» **Brano da leggere**
Quanto è sicuro lavorare da casa? Come è possibile documentare se un infortunio è accaduto tra le mura domestiche mentre si sta collegati all’ufficio dal proprio terminale? I rischi connessi al telelavoro sono al centro del documento di Eurofound sul tema (2005) che solleva alcune problematiche: prima fra tutte quella sulla responsabilità degli infortuni, in questo caso particolarmente difficile da dimostrare. Questo, secondo i ricercatori, è uno dei motivi per cui in Italia il telelavoro non decolla. Ovvero: le aziende, da una parte, sono impaurite dalle probabili cause da parte dei lavoratori. E i lavoratori, dall’altra, non si sentono tutelati.
Da una ricerca commissionata dall’INAIL (ex Ispesl) a Eures sui “Rischi domestici connessi con il telelavoro” emerge, ancora, come il pericolo di incorrere in un infortuni sia collegato alla sfera “abitativa” piuttosto che alla parte lavorativa vera e propria. Gli strumenti utilizzati per telelavorare (videoterminali, telefono, fax, ecc.), infatti, non comportano dei rischi specifici mentre l’ambiente domestico, per sua natura, è esposto a rischi maggiori, che sfuggono peraltro al controllo dell’azienda.

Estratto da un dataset
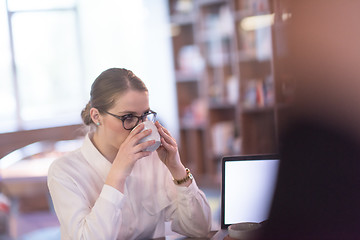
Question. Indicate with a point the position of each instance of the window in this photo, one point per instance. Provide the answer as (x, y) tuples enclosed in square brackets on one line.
[(42, 83)]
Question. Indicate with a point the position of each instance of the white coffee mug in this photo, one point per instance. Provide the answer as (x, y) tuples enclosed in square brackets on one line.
[(153, 136)]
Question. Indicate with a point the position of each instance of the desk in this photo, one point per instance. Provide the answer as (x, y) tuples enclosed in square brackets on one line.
[(213, 235)]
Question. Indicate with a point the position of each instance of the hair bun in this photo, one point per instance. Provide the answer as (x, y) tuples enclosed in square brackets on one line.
[(85, 115)]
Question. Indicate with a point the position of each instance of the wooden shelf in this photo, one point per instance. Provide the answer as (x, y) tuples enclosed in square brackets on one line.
[(236, 72)]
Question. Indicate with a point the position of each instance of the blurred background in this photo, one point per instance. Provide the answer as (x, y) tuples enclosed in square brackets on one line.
[(221, 75)]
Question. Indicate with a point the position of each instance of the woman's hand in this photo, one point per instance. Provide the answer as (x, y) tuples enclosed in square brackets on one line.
[(129, 152), (169, 154)]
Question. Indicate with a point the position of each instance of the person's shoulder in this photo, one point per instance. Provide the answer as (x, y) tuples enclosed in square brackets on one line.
[(66, 163)]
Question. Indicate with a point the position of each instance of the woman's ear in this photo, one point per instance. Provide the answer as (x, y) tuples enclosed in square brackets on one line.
[(95, 116)]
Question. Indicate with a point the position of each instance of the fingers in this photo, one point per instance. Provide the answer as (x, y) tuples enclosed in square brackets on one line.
[(167, 140)]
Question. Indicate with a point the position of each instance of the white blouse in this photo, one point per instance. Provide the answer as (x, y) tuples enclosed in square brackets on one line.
[(89, 209)]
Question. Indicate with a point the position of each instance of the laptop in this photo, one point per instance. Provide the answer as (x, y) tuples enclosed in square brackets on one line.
[(247, 188)]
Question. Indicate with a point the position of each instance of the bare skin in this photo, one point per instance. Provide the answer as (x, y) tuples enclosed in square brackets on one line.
[(121, 147)]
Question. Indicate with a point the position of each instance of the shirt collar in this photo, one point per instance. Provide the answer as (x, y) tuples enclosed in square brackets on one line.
[(96, 160)]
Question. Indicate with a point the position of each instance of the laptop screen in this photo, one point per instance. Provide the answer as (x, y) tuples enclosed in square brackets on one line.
[(248, 184)]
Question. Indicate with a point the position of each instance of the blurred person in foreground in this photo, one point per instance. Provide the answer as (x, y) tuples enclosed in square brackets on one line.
[(111, 188), (318, 190)]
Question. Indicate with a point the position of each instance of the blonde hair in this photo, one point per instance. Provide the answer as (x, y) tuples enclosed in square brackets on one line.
[(107, 86)]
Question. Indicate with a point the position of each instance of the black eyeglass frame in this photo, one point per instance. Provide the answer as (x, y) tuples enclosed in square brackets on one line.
[(123, 118)]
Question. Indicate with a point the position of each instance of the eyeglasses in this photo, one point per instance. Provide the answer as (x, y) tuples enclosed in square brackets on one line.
[(130, 121)]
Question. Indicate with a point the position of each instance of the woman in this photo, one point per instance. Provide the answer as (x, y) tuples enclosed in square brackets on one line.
[(111, 188)]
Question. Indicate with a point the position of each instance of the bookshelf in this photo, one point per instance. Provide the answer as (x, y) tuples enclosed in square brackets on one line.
[(223, 59)]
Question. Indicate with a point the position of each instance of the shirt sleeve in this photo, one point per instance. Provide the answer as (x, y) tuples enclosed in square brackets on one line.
[(190, 212), (77, 218)]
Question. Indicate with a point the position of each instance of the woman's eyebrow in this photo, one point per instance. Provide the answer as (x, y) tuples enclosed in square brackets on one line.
[(131, 112)]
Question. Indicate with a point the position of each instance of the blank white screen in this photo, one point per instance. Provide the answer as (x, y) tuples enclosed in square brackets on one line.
[(249, 188)]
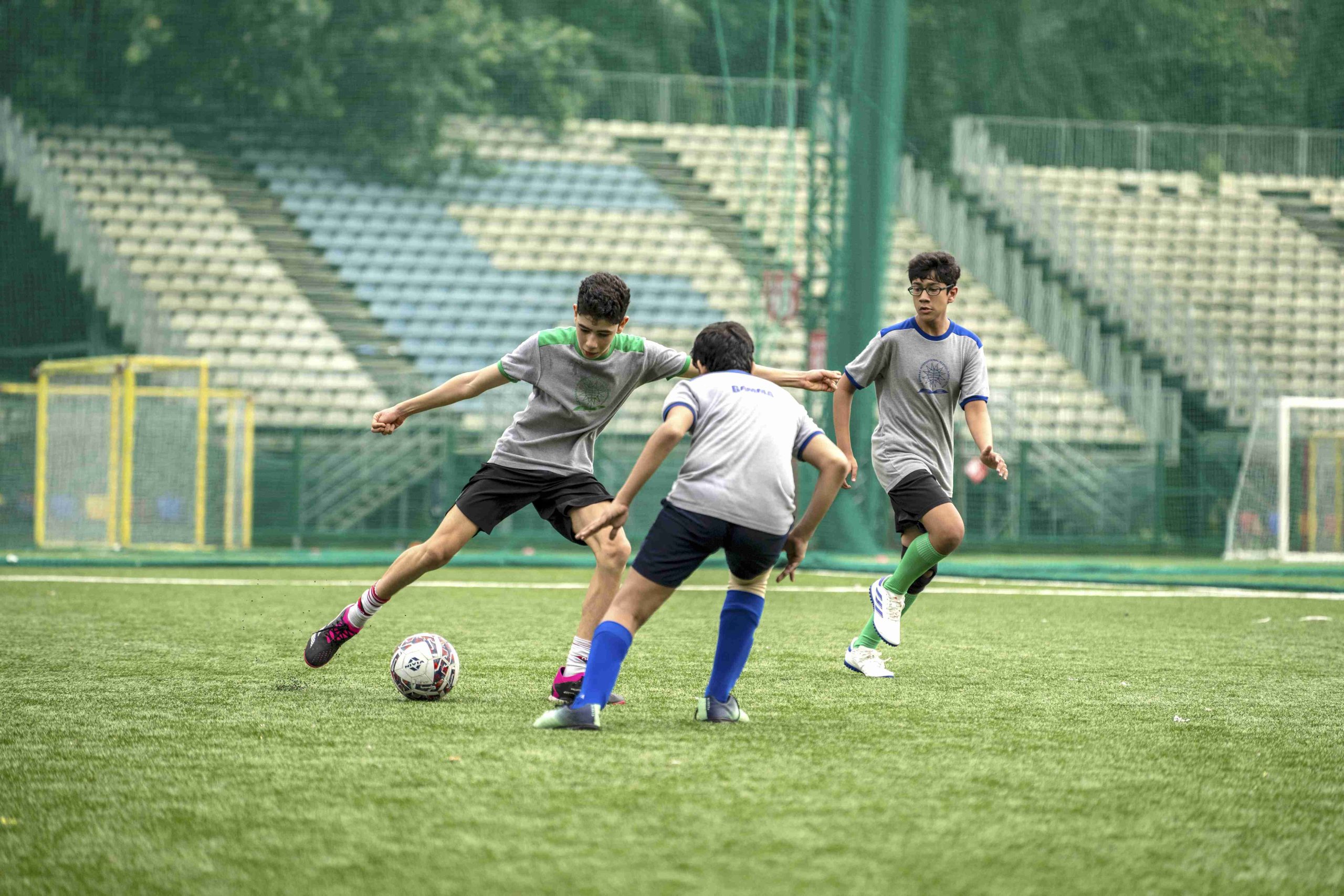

» **Consegna**
Traducete in inglese questa frase del brano sui rischi del telelavoro: «Gli strumenti utilizzati per telelavorare (videoterminali, telefono, fax, ecc.), infatti, non comportano dei rischi specifici mentre l’ambiente domestico, per sua natura, è esposto a rischi maggiori, che sfuggono peraltro al controllo dell’azienda.» Come fonte si utilizza esclusivamente il brano.

» **Risultato dell'esercizio**
The tools used for teleworking (video terminals, telephone, fax, etc.), in fact, do not involve specific risks, whereas the home environment, by its nature, is exposed to greater risks, which moreover lie beyond the company's control.